1 Trois modes personnels

L’indicatif est le mode de la réalité ; il inscrit l’action dans une temporalité donnée comme réelle, passée, présente ou future.

Le subjonctif est le mode du possible. Dans les propositions indépendantes ou principales, il exprime l’ordre, le souhait, l’indignation… Dans les propositions subordonnées, son usage est imposé par le sens du verbe de la principale.

L’impératif est le mode de l’injonction ; il permet d’exprimer l’ordre, le souhait, la recommandation.

2 Deux modes impersonnels

L’infinitif exprime le sens du verbe sans l’inscrire dans un processus temporel ; il constitue la forme nominale du verbe. On peut l’utiliser pour raconter un événement en se limitant sèchement aux faits : on parle alors d’un infinitif de narration (Et Paul de courir à sa rencontre).
━━━━━━━━━━━━━━━━
> **CONSIGNE**
Pour chacune des affirmations suivantes, dites par oui ou par non si elle concorde avec le texte sur les modes du verbe, puis citez textuellement les mots du texte qui permettent de trancher. (a) L’indicatif est le mode du possible. (b) L’impératif peut exprimer la recommandation. (c) L’infinitif inscrit le sens du verbe dans un processus temporel.

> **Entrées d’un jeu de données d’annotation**
━━━━━━━━━━━━━━━━
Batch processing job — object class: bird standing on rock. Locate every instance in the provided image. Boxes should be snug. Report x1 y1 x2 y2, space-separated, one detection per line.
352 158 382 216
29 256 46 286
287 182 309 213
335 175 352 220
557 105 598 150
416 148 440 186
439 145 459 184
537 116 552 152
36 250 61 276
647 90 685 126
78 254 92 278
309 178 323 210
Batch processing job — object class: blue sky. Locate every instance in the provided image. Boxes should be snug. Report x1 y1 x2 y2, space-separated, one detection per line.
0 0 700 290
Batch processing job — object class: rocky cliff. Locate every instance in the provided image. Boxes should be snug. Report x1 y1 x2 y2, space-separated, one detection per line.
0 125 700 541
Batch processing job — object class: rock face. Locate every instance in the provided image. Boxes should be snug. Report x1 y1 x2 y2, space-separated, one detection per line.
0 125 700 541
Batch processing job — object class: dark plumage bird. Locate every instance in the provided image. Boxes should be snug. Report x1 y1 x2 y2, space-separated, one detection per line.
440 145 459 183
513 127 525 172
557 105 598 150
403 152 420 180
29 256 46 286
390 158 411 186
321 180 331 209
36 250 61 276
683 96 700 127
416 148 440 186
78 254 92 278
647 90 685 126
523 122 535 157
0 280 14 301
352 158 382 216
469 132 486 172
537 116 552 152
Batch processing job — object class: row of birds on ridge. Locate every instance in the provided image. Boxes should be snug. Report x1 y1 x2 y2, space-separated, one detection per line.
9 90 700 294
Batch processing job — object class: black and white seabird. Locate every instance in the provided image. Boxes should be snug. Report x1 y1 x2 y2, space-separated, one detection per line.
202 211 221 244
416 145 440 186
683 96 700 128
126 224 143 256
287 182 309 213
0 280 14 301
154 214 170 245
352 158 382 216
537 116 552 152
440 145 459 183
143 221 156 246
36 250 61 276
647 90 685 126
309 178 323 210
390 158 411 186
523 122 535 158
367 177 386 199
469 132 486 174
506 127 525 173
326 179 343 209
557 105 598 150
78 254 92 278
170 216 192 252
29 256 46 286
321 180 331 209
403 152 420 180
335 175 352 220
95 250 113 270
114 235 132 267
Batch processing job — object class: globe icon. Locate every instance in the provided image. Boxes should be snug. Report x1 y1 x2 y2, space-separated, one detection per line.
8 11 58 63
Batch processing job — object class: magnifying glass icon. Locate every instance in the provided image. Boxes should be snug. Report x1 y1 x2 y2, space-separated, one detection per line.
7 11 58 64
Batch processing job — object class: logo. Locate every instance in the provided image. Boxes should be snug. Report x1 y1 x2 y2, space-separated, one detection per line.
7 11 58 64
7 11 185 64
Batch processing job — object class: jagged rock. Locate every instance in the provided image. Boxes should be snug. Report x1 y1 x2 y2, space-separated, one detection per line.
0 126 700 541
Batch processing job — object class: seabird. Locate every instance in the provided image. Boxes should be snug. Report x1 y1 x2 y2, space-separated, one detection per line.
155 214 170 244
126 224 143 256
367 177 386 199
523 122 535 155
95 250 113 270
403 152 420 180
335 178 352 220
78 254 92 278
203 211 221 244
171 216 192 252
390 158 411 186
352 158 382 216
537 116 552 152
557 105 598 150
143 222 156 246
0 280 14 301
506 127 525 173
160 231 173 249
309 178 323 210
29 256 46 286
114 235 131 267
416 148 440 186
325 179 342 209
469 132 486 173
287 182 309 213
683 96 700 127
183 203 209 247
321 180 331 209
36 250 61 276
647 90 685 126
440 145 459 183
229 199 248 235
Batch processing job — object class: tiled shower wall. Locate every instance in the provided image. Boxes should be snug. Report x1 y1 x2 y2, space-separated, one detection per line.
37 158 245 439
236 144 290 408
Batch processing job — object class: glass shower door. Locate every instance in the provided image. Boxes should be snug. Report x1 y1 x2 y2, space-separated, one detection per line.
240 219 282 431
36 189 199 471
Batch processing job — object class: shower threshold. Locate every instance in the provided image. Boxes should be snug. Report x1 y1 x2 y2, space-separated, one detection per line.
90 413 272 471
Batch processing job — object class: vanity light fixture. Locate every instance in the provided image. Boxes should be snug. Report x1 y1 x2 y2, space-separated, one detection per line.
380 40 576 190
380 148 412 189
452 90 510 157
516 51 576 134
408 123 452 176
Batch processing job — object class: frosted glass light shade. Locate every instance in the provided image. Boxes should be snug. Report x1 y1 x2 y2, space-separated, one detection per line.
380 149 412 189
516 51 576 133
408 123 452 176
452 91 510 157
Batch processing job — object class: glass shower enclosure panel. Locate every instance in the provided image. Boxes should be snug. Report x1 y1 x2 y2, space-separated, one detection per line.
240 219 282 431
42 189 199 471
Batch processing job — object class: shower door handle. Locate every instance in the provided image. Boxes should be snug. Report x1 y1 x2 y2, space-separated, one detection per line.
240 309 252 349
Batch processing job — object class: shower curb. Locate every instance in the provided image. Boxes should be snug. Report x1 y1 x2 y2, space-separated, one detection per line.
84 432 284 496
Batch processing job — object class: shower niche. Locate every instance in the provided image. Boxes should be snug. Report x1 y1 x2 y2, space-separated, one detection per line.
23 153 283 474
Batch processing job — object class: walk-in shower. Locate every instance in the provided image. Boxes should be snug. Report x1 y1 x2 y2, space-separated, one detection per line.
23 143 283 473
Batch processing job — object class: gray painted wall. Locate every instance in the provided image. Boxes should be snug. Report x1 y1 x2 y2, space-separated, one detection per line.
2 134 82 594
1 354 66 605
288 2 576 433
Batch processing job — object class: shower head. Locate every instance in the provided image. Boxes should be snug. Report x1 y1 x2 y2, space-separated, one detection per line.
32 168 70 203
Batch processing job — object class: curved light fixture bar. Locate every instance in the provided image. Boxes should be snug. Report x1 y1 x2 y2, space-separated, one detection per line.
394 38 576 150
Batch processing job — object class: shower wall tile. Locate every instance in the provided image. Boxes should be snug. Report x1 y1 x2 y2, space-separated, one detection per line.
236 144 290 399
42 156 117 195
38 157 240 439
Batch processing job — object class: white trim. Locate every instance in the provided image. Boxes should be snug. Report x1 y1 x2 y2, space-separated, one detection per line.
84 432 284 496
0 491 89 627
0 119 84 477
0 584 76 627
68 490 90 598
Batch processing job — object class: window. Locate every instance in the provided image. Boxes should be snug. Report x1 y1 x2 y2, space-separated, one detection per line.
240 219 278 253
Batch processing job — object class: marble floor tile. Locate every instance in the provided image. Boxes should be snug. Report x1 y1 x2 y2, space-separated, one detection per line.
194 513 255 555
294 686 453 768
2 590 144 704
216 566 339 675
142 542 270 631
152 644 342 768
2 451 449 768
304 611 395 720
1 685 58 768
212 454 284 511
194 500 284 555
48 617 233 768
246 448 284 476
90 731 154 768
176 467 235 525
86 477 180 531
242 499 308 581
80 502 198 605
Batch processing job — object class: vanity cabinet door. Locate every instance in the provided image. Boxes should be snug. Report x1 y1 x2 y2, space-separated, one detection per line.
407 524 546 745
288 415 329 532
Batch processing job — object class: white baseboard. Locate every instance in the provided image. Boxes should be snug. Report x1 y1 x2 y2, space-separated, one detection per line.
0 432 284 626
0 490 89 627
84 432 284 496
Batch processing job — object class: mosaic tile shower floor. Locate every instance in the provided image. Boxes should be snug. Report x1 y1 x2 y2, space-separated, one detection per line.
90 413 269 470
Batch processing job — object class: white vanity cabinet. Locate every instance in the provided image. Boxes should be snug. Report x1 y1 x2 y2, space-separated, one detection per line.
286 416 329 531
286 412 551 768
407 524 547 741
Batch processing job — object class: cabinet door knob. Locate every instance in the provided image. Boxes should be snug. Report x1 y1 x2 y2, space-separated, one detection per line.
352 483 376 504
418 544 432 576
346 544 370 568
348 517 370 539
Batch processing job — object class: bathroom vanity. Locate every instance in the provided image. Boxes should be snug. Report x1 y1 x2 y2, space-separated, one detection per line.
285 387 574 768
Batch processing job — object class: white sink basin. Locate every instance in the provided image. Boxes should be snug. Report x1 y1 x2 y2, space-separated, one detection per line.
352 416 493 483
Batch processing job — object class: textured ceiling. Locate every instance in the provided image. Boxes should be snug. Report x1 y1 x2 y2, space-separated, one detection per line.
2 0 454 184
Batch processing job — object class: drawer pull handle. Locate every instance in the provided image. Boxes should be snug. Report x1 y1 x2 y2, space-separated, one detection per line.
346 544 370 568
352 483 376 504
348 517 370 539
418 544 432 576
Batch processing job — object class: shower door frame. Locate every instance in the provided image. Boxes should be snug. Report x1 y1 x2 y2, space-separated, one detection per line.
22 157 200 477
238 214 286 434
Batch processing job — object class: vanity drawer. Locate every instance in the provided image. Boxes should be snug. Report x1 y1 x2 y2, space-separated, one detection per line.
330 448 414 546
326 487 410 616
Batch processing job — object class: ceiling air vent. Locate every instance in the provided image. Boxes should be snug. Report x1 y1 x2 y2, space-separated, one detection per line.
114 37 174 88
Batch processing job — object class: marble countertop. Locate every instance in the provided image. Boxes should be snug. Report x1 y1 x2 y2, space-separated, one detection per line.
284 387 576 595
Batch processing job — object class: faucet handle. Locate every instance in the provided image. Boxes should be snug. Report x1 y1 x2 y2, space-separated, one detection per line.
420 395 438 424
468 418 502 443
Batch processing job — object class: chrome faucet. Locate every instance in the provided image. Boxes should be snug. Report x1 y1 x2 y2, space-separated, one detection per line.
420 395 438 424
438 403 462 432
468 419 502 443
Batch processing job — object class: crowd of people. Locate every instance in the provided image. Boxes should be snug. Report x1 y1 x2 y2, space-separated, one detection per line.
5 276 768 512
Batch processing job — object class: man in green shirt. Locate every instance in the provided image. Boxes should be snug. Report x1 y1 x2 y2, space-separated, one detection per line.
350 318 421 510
━━━━━━━━━━━━━━━━
> **RÉPONSE**
(a) Non : « L’indicatif est le mode de la réalité ».
(b) Oui : « il permet d’exprimer l’ordre, le souhait, la recommandation ».
(c) Non : « L’infinitif exprime le sens du verbe sans l’inscrire dans un processus temporel ».